** Start of Material shown **

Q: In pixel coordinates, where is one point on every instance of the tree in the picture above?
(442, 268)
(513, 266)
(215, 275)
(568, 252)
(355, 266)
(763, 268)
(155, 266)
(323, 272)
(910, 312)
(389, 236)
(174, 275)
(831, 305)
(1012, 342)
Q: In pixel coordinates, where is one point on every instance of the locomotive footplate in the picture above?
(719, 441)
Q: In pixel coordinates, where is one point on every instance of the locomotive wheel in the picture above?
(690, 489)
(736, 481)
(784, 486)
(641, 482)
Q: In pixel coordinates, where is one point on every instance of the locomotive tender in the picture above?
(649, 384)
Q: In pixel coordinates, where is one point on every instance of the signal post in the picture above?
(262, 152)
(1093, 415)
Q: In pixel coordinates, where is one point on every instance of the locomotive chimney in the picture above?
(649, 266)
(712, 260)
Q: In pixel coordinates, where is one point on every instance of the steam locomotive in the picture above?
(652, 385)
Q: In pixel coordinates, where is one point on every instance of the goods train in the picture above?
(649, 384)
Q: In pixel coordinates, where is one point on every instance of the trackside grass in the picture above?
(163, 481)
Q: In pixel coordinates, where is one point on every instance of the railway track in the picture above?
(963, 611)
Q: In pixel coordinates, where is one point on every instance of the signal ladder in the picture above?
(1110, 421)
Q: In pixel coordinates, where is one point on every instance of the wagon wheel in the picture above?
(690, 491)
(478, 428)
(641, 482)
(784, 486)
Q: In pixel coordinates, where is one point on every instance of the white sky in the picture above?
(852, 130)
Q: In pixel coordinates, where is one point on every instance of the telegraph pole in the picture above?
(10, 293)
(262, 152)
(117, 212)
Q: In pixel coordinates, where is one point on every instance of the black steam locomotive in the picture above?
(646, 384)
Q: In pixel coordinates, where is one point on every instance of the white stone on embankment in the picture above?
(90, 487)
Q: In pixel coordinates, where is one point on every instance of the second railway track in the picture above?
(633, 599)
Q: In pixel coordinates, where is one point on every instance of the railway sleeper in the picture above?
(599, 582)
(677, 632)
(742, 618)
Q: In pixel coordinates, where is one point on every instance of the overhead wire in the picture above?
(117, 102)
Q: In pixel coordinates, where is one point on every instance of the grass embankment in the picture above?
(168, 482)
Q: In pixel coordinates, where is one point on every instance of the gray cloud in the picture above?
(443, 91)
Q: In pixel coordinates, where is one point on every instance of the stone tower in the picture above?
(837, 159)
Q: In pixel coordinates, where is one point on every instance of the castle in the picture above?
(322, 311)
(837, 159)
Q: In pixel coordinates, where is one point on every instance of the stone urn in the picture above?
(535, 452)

** End of Material shown **

**Task goal:** Starting from the first line and ending with the line that contains "(1012, 342)", copy out those lines again, request included, offsetting every coordinate in the answers by -42.

**Output for this task:**
Q: In pixel coordinates, where is one point on every instance of the tree in the picture above?
(400, 226)
(471, 224)
(173, 233)
(526, 210)
(313, 224)
(721, 226)
(113, 224)
(281, 230)
(868, 270)
(347, 194)
(132, 233)
(789, 263)
(970, 300)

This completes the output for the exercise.